- [Task statement]: List every track title from 'Holy Temple Mother' that the album review mentions by name.

- [Selected passage]:
_____
Independent Spotlight is a continuing series on Stewart’s blog. The series revolves around independent artists and bands sending their music to Brett to review. No band is promised a positive review, and all music is reviewed honestly in an effort to better independent music.
In October of 2014, I lauded an independent outfit called Devil’s Backbone for their ‘eclectic mix of rock and roll and Texas blues.’ The band, I described at the time, echoed “the Ramones if they had gotten lost in Texas and never found their way out.” Now, over two years later, the Texas Hill Country act is back with a new studio endeavor: ‘Holy Temple Mother.’
‘Holy Temple Mother’ is a lengthy twelve track effort that fleshes out Devil’s Backbone and their sound in unique new ways. The band has certainly grown in the two years since I last analyzed their music, and most notably, their sound seems to embrace a much higher level of metal influence than before. The opening track for example, ‘All The Angels,’ is a bombastic introduction chock-full of sweeping metal guitar power chords and thunderous percussion.
One could argue, however, that the band exhibits early into ‘Holy Temple Mother’ that some of the finest outings are when they maneuver away from the more traditional “metal” sound. The melancholy ‘Alter Call,’ for instance, is a fantastic acoustic jaunt through compelling atmosphere and instrumental performances.
With that said, ‘Bad Well’ is a far better execution of Devil’s Backbone’s more gritty, intense sound than ‘All The Angels’ is. The sheer gravitas of ‘Bad Well’ is fascinating, and it’s the first moment on ‘Holy Temple Mother’ that the experience feels like a rock record incorporating metal influence that isn’t dated. There’s no way to dance about it: many of the tried and true sonic tactics of metal don’t translate as well into a contemporary setting as they maybe should. Tunes like ‘Bad Well’ get over that hump very well.
_____
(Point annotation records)
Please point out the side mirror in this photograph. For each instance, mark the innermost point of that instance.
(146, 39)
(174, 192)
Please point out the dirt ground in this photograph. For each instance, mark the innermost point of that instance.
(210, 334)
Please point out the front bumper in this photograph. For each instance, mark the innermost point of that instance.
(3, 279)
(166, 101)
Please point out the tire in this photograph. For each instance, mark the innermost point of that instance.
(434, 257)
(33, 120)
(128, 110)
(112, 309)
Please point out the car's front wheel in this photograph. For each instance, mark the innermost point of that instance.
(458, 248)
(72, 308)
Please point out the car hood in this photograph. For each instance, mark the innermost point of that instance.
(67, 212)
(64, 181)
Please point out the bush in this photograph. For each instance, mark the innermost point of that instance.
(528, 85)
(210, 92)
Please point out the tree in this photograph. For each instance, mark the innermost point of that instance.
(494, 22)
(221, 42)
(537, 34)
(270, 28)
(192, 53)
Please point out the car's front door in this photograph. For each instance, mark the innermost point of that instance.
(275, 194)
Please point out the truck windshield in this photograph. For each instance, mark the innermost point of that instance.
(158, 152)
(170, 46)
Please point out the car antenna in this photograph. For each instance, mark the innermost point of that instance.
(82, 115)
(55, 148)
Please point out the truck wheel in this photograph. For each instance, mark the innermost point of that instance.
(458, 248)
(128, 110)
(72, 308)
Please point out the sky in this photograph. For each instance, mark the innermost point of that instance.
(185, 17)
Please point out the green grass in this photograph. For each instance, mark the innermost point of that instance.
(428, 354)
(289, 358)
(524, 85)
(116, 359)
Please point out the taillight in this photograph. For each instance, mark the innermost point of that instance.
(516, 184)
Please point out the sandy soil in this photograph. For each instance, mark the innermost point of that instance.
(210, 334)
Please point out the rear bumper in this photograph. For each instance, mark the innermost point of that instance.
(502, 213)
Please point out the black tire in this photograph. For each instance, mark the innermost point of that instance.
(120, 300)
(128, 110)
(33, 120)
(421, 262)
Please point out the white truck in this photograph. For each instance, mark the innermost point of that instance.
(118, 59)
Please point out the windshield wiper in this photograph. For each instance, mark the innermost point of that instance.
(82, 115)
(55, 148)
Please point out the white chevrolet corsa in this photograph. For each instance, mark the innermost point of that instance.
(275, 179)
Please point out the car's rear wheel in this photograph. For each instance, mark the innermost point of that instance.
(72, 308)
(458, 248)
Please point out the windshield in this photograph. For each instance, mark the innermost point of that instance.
_____
- [Answer to the exercise]:
'All The Angels'
'Alter Call'
'Bad Well'